[[ PROVIDED RECORDS, beginning ]]

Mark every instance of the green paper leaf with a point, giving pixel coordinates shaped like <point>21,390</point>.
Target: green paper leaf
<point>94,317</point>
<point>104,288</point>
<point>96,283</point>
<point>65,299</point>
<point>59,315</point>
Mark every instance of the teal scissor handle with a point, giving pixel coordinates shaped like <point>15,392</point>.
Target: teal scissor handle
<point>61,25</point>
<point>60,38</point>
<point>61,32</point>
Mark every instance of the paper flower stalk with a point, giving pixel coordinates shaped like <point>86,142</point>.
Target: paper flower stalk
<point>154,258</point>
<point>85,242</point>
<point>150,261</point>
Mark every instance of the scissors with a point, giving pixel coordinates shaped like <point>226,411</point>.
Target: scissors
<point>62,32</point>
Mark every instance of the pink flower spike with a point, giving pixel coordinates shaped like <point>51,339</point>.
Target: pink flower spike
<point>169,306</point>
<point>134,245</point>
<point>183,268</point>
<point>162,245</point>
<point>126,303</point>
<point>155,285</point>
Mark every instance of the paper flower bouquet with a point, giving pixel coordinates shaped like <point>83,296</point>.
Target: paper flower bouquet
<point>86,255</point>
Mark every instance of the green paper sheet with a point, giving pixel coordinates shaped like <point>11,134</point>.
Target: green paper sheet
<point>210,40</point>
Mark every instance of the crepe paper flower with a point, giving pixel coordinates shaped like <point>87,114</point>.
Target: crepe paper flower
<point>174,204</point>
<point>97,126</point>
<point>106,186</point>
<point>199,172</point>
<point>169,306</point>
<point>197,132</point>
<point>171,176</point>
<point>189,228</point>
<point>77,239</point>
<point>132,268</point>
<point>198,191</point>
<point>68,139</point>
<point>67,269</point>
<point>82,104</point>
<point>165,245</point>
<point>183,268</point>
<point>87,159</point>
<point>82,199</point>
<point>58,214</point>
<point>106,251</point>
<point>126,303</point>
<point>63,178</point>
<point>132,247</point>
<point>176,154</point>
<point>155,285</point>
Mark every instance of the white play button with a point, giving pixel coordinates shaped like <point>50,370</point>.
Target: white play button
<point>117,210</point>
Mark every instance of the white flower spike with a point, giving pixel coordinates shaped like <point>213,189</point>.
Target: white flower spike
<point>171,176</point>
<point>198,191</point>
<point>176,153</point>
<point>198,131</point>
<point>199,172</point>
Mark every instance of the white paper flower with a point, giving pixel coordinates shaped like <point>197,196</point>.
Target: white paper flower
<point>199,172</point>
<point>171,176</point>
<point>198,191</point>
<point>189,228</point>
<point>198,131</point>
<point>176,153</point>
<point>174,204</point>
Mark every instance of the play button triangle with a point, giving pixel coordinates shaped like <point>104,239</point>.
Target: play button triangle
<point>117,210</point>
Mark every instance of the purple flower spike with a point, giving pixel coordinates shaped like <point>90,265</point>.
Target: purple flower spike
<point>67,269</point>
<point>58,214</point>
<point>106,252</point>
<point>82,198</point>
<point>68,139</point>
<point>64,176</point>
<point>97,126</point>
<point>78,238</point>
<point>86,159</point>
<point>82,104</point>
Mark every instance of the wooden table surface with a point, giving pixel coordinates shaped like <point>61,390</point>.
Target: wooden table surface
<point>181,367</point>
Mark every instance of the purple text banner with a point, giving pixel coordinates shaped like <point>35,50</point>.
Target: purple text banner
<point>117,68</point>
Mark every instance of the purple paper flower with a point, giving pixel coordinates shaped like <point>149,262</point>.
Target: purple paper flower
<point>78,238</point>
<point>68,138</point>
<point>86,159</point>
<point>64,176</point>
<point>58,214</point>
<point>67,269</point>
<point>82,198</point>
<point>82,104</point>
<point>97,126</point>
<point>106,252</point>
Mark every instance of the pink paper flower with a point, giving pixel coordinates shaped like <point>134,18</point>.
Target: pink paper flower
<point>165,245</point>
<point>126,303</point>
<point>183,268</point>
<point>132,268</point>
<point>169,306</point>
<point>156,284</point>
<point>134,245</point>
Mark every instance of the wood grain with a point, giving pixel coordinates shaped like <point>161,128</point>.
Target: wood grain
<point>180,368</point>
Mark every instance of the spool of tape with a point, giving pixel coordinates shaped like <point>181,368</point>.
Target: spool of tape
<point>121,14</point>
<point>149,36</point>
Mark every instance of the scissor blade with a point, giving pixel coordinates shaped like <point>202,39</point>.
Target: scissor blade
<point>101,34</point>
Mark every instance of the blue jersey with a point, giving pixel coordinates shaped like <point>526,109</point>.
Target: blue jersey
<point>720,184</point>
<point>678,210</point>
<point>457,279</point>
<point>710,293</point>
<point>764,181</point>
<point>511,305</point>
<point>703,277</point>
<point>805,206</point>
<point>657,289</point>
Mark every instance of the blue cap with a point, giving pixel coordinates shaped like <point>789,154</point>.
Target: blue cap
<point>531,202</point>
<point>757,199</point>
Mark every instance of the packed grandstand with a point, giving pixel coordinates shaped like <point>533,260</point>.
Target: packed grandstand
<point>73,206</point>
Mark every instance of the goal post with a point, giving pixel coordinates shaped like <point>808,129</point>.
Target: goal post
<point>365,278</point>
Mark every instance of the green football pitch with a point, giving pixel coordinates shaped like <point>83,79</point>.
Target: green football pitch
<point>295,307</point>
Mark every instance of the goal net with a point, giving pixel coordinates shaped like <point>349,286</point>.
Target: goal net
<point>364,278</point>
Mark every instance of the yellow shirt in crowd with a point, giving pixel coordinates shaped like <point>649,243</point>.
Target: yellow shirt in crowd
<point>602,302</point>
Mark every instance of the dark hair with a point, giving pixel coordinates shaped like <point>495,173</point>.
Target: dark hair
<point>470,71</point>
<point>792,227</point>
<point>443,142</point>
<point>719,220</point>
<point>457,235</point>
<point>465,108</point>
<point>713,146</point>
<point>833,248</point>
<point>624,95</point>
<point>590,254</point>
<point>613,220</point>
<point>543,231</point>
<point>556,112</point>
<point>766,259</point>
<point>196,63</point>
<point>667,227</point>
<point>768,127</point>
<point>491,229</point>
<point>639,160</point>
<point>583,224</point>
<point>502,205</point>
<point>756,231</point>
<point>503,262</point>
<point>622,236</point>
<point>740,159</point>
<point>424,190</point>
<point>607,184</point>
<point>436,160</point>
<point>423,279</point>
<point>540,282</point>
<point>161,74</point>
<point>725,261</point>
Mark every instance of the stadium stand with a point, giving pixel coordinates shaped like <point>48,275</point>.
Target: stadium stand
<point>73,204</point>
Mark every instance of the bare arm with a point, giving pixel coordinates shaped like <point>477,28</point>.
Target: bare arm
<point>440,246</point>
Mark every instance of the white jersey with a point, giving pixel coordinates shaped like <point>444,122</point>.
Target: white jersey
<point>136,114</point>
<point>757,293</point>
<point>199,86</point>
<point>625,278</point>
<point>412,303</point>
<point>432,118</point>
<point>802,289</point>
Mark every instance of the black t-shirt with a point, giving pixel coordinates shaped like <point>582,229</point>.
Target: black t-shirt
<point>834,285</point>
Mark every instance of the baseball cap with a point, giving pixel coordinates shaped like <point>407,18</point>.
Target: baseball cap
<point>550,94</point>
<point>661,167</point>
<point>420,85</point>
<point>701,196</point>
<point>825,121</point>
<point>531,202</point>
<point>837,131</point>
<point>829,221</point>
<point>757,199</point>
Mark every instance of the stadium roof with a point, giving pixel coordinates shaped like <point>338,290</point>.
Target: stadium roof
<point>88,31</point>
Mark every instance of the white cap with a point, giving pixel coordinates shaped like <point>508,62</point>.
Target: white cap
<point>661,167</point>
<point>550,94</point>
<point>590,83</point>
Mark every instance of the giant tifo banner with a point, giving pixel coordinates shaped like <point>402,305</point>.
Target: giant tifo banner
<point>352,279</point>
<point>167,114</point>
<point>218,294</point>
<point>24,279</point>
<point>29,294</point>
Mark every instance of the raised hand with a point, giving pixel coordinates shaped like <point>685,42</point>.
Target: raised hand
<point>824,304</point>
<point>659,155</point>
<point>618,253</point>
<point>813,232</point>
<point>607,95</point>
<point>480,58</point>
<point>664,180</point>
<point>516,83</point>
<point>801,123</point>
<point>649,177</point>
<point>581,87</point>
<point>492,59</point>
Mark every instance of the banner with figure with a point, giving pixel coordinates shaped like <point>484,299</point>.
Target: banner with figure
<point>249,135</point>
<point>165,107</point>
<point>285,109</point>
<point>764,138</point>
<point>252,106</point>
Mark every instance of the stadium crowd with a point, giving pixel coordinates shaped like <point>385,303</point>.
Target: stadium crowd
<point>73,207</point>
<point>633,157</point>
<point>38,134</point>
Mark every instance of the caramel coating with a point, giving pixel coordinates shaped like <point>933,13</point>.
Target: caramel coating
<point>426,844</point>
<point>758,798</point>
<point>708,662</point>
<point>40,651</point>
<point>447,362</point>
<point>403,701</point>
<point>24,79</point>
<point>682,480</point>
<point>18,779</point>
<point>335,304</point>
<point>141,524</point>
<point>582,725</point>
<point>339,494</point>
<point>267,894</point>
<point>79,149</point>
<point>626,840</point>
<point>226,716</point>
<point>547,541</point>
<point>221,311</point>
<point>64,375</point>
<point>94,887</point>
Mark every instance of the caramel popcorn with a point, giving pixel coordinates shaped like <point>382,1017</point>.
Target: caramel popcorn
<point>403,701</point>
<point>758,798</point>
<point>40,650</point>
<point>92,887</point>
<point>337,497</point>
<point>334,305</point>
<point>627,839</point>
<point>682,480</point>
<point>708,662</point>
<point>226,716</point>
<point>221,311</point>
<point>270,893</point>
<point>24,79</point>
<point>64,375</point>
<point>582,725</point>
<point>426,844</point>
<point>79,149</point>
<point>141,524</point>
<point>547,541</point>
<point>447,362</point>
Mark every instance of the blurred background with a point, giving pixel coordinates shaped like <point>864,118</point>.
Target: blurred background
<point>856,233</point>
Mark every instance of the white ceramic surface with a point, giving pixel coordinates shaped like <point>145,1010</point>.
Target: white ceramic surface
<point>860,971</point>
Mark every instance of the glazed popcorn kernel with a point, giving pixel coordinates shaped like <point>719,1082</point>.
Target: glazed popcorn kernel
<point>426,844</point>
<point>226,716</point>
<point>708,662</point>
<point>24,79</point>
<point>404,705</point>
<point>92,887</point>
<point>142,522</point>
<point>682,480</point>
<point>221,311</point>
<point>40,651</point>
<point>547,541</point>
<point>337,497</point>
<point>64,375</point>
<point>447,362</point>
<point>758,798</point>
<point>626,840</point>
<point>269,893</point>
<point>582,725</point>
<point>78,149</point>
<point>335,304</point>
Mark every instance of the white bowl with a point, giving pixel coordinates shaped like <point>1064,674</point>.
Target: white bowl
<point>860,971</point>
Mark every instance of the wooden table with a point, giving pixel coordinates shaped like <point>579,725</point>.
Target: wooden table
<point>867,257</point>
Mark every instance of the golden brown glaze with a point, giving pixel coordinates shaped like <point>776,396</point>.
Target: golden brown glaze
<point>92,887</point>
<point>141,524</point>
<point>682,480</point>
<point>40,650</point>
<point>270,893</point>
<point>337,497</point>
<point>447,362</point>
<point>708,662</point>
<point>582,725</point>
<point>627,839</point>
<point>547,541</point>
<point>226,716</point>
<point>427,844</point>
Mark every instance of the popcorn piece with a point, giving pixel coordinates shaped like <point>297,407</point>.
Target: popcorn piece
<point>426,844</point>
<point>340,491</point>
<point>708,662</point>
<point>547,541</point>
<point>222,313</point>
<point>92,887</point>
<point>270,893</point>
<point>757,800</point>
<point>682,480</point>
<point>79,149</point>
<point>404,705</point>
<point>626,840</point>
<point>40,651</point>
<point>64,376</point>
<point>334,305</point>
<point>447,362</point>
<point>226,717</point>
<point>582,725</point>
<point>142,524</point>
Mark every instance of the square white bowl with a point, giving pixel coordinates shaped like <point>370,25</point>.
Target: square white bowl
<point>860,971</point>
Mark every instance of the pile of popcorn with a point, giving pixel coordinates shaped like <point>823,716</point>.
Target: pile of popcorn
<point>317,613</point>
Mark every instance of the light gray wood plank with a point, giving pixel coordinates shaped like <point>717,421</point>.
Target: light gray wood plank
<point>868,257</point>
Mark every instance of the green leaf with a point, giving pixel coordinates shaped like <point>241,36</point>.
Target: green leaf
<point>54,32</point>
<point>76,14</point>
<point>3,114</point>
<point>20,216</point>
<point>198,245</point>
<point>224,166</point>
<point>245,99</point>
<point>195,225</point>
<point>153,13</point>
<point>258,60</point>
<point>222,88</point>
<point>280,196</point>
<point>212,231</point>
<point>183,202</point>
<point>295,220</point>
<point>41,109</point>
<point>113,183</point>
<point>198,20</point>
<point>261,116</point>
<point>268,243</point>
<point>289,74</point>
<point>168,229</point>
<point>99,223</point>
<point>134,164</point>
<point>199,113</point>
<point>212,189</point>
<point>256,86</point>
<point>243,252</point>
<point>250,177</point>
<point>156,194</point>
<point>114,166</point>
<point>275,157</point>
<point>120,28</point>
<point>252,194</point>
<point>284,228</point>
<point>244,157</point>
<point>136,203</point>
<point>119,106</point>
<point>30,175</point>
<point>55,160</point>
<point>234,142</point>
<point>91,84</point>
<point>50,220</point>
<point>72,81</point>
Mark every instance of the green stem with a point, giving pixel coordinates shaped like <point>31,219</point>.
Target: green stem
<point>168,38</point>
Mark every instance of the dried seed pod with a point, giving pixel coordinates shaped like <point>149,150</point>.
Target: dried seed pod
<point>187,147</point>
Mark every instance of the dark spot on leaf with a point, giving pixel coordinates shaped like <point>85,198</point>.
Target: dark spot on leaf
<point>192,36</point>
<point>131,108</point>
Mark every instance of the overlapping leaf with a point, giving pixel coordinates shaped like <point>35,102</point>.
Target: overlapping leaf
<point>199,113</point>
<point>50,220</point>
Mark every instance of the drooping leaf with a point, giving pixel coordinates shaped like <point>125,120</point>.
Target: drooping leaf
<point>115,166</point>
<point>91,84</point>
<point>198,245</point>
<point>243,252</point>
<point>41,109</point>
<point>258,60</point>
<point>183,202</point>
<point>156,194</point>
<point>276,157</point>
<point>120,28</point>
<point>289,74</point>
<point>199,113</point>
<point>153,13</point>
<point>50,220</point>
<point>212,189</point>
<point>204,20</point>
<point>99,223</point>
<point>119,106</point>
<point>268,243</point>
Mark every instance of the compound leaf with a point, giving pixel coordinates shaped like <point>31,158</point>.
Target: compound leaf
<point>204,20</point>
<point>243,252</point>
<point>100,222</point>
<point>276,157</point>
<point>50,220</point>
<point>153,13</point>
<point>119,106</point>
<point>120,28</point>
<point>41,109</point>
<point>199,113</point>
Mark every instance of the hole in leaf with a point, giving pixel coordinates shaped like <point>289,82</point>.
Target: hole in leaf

[[ PROVIDED RECORDS, end ]]

## WHAT THE EXERCISE ASKS:
Could you set down, exactly as written, the lines above between the one holding "Target: green paper sheet" and the one holding "Mark every instance of the crepe", inclusive, and nothing more?

## SOLUTION TO THE PROBLEM:
Target: green paper sheet
<point>210,40</point>
Mark every instance of the crepe paper flower with a point, giving pixel coordinates shaped like <point>87,114</point>.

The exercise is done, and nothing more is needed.